SHORT PROBLEM> Copy the records below word for word, starting at the line that contains "the low ground" and continuing through the end of the records. Leave out the pictures.

RECORDS PROVIDED>

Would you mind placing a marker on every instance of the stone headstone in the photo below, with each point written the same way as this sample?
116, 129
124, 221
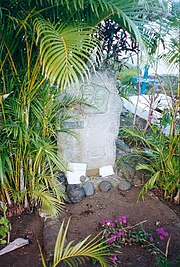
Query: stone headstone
96, 128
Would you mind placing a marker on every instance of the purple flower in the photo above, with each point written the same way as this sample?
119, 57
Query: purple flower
160, 230
161, 237
111, 240
111, 225
104, 222
122, 219
165, 234
120, 234
162, 233
113, 258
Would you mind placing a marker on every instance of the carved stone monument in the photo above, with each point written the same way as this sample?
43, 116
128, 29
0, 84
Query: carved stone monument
96, 127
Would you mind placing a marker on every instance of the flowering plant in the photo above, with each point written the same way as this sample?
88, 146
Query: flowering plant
116, 233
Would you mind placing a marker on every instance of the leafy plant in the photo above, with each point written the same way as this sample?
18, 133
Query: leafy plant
73, 255
5, 225
162, 155
117, 233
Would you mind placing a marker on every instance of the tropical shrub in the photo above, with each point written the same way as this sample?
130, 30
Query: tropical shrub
117, 233
162, 156
77, 254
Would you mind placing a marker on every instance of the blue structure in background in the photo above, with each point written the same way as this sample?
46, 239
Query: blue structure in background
143, 80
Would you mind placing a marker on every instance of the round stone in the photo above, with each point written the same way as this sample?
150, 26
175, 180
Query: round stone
124, 185
76, 195
105, 186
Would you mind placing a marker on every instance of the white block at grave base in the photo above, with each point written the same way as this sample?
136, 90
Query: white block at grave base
106, 170
76, 170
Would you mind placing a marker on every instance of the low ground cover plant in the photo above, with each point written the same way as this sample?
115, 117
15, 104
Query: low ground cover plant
117, 233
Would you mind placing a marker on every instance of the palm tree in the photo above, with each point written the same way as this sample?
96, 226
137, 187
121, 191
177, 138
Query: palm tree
66, 34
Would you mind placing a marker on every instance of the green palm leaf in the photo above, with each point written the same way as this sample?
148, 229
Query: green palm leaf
64, 51
72, 254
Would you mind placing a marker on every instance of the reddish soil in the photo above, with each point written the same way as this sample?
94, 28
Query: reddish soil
85, 218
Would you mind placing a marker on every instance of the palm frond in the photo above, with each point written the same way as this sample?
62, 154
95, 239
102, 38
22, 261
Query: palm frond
64, 52
73, 254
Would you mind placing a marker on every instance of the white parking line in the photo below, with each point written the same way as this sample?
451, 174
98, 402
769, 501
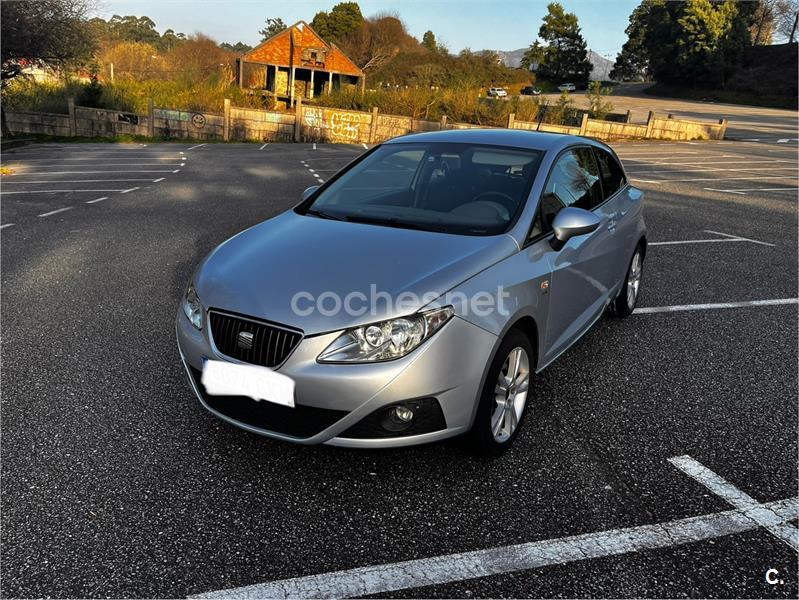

FULL RESPONSE>
Would you mind placing a marker on every instance of the low ground cover plant in the photo above, with each point written the same way as this sample?
115, 117
15, 104
Query: low ground cover plant
117, 233
Would you mind placing a marker on every instance of the palm tree in the photo above, with each point written the same way as this sample?
96, 226
137, 187
121, 191
177, 138
Query: palm tree
66, 34
Would you mind placing a marker on every instance of the green palm leaf in the photo above, with each point written the same way as this sample?
148, 229
Query: green palm leaf
64, 51
72, 254
Would you mind placing a marker on every instance of the reddish soil in the photo above, with each point written the same way as this sample?
94, 28
Query: reddish soil
85, 218
Would you mind placing a marker on every instance of the palm frond in the photo above, with each point written the same way as this sample?
62, 154
95, 239
102, 38
22, 261
Query: palm frond
64, 52
73, 254
Would you mind placing a marker on every instance of the white parking line in the photo below, with each point written the same way as this sample?
451, 174
98, 402
769, 501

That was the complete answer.